[Opening Data section]

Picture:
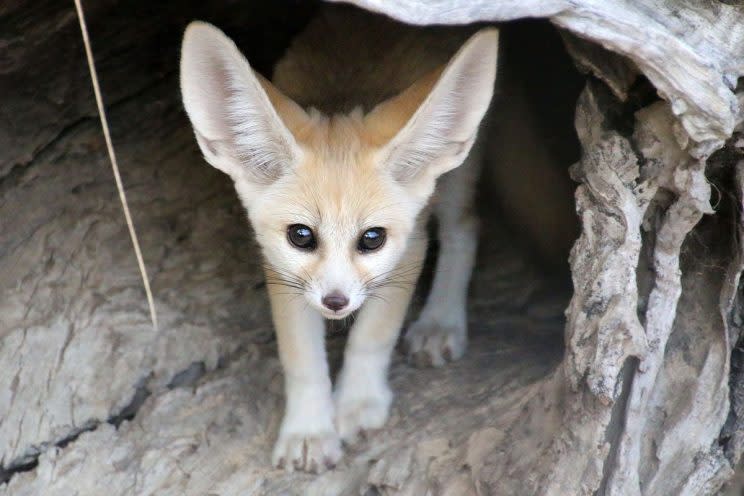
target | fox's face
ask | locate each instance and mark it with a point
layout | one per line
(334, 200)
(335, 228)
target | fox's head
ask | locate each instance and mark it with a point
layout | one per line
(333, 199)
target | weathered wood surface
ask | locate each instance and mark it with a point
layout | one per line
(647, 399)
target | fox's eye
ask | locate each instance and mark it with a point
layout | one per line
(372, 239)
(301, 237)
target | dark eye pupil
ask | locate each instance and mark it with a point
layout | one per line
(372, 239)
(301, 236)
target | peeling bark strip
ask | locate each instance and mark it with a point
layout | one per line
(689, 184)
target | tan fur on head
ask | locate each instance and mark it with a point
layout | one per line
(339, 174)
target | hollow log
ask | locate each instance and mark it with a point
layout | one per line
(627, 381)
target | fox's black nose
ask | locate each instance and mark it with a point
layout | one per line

[Closing Data section]

The required answer is the material repeated exactly, with no images in it.

- [Exercise solution]
Picture:
target | fox's face
ask | locate each instance and mark it with a point
layout | one per line
(334, 200)
(335, 228)
target | fox's head
ask | locate each instance and mark it with a point
layout | one per line
(333, 199)
target | weathered wood surface
ask | locate each instance and mark it with a point
layout | one per line
(647, 399)
target | fox's eye
ask | locate each instance and mark it with a point
layout | one per line
(372, 239)
(301, 237)
target | dark eye pupil
ask | locate each instance and mark it with a point
layout | one per line
(372, 239)
(301, 236)
target | peeling bark strip
ask | locate each instance and mark it with a point
layout | one per line
(689, 184)
target | tan fur on head
ask | locate each instance and mark it with a point
layout | one per line
(339, 174)
target | hollow log
ask | locate each instance and mark it with a point
layout | one per line
(627, 381)
target | fox's black nose
ask | locate each instance and mark it with a point
layout | one per line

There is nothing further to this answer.